* [Available data]
*** Block opens ***
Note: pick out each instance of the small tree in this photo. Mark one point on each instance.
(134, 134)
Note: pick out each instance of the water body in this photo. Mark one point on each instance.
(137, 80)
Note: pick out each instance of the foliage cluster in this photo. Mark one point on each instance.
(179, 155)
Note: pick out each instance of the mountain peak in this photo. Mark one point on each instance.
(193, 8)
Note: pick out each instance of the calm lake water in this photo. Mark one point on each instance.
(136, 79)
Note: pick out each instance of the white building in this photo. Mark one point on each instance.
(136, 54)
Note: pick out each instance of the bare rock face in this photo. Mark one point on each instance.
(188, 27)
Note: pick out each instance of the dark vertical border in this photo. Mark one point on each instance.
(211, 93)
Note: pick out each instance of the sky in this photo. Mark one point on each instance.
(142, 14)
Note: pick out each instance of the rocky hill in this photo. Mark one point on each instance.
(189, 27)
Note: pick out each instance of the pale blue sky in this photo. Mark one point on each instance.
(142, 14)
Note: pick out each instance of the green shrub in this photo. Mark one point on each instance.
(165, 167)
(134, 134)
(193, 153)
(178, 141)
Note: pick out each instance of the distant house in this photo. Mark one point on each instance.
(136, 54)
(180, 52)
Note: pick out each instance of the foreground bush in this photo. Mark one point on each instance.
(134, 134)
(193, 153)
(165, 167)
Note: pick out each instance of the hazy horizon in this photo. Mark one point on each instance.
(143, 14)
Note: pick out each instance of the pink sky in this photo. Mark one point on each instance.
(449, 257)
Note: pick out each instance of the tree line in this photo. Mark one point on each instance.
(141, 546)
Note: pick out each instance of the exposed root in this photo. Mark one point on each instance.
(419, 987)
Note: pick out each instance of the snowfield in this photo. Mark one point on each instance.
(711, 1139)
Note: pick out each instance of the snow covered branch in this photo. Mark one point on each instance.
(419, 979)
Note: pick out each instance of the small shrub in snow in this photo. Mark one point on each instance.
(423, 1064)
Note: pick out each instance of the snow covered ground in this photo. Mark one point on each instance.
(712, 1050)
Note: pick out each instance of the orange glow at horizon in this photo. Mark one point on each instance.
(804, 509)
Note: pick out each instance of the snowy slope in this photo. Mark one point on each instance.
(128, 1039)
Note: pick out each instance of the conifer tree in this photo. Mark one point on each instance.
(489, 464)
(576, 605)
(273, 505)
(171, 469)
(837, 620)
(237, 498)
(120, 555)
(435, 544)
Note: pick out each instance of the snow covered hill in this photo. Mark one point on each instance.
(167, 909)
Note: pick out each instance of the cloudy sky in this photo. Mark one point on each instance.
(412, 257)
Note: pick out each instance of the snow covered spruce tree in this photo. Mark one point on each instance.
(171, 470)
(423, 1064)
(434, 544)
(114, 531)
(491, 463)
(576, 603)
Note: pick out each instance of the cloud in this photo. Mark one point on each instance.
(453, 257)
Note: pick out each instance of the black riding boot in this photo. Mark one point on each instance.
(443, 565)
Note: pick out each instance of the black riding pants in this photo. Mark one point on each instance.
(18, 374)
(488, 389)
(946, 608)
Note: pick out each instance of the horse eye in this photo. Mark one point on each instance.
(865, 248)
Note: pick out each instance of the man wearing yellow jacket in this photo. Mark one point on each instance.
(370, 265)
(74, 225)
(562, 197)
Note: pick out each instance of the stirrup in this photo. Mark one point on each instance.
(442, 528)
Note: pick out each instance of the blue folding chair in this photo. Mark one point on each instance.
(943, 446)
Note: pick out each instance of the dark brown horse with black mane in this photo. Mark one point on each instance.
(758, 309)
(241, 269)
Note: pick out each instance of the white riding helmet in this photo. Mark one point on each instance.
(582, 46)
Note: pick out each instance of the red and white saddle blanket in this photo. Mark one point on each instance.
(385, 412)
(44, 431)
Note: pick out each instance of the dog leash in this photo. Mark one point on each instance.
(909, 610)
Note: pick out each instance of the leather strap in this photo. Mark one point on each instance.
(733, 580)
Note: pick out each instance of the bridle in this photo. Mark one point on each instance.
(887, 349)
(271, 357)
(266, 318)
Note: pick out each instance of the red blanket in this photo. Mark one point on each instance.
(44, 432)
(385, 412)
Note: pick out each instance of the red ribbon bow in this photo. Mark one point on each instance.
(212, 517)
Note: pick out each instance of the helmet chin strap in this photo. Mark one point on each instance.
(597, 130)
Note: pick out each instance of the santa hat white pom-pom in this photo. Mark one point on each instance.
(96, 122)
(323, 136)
*** Block closes ***
* [Exercise instructions] Each record needs to be copied out again, letter for letter.

* [Task solution]
Note: pick out each instance of the small tree in this photo. Mark one point on each instance.
(134, 134)
Note: pick out each instance of the water body in this photo. Mark one point on each instance.
(137, 80)
Note: pick out each instance of the foliage cluster in this photo. Mark one point on each instance.
(179, 155)
Note: pick out each instance of the mountain peak in this photo. Mark one point on each instance.
(193, 8)
Note: pick out each instance of the calm lake water in this photo. Mark one point on each instance.
(136, 79)
Note: pick out each instance of the white building in this photo. Mark one point on each instance.
(136, 54)
Note: pick out each instance of the bare rock face in this photo. Mark one point on each instance.
(188, 27)
Note: pick out each instance of the dark vertical border in this photo. Mark one point on each instance.
(211, 93)
Note: pick out each instance of the sky in this photo. Mark one point on each instance.
(142, 14)
Note: pick out each instance of the rocky hill in this photo. Mark one point on each instance.
(189, 27)
Note: pick out each instance of the pale blue sky in this photo. Mark one point on each instance.
(142, 14)
Note: pick out each instance of the green shrub in this photo. Mark one point on each instance.
(165, 167)
(134, 134)
(193, 153)
(178, 141)
Note: pick out each instance of the distant house in this photo. Mark one point on each instance.
(136, 54)
(180, 52)
Note: pick out each instance of the foreground bush in this photo. Mark one point on each instance.
(134, 134)
(193, 153)
(165, 167)
Note: pick out each instance of the hazy horizon in this photo. Mark one point on each instance.
(143, 14)
Note: pick out each instance of the pink sky in this photo. Mark one point on each instance.
(449, 257)
Note: pick out each instance of the tree line in this photo. Mark one point on each instance.
(141, 546)
Note: pick out each instance of the exposed root in this photo. Mark one point on each instance.
(419, 987)
Note: pick out each instance of the snowfield in this photo. Mark one point on each instance.
(711, 1139)
Note: pick out each instance of the snow covered branch in this photo. Mark one point on each instance.
(419, 979)
Note: pick out each instance of the small shrub in snow in this photo. Mark one point on each instance.
(423, 1064)
Note: pick out each instance of the snow covered ground in this photo. Mark one point on each instance.
(712, 1050)
Note: pick out each instance of the orange glow at horizon in this photo. Mark one point on each instance.
(804, 509)
Note: pick out each instance of the snowy slope in this photo. Mark one point on each instance.
(128, 1039)
Note: pick out each instance of the conifer tree in this photo. Mark one point on each instance.
(489, 464)
(576, 605)
(273, 505)
(171, 469)
(837, 620)
(237, 498)
(120, 555)
(435, 544)
Note: pick out each instance of the snow covered hill in this photo. Mark one point on each instance.
(167, 909)
Note: pick out each instance of the cloudy sky in this photo. Mark one point on each instance.
(412, 257)
Note: pick out each instance of the snow covered spruce tree in this photo. Mark one point on each instance.
(171, 470)
(423, 1064)
(434, 544)
(114, 531)
(491, 463)
(576, 603)
Note: pick out each instance of the cloud in this photo. Mark one point on each instance.
(453, 257)
Note: pick out each instance of the black riding boot in this photo. Mark one point on each instance.
(443, 565)
Note: pick out each instance of the black riding pants in this photo. Mark one point on each instance.
(18, 374)
(488, 389)
(946, 608)
Note: pick out each instance of the horse eye in this photo. Mark one point on each instance.
(865, 248)
Note: pick out each instance of the man wearing yellow jacket in this photo. Mark one point on each instance.
(370, 265)
(74, 225)
(562, 197)
Note: pick out each instance of the stirrup in this photo. Mark one point on each instance.
(442, 528)
Note: pick out each instance of the blue folding chair in this photo. Mark one point on each instance.
(943, 446)
Note: pick out each instance of the dark brown horse with black mane in this photo. Mark one point on each instance.
(758, 309)
(241, 269)
Note: pick out each instance of the white riding helmet in this photo. Mark one point on each instance.
(582, 46)
Note: pick out each instance of the red and white saddle blanket in this photo. Mark one point on each instance.
(385, 412)
(44, 431)
Note: pick out each instance of the dog leash in this photo. Mark one point on each instance.
(909, 610)
Note: pick out each instance of the leather strap in this photo. Mark one point on each instance.
(733, 580)
Note: pick out each instance of the bridle in this photo. Mark one point on each instance.
(887, 349)
(271, 357)
(266, 318)
Note: pick out each instance of the red blanket in this photo. Mark one point on each instance.
(44, 432)
(385, 412)
Note: pick out each instance of the red ribbon bow in this photo. Mark one point on each instance.
(212, 517)
Note: pick out each instance of the helmet chin strap in this photo. Mark one point on each instance.
(597, 130)
Note: pick out each instance of the santa hat white pom-pom in this photo. Mark one point on each instance.
(96, 122)
(323, 136)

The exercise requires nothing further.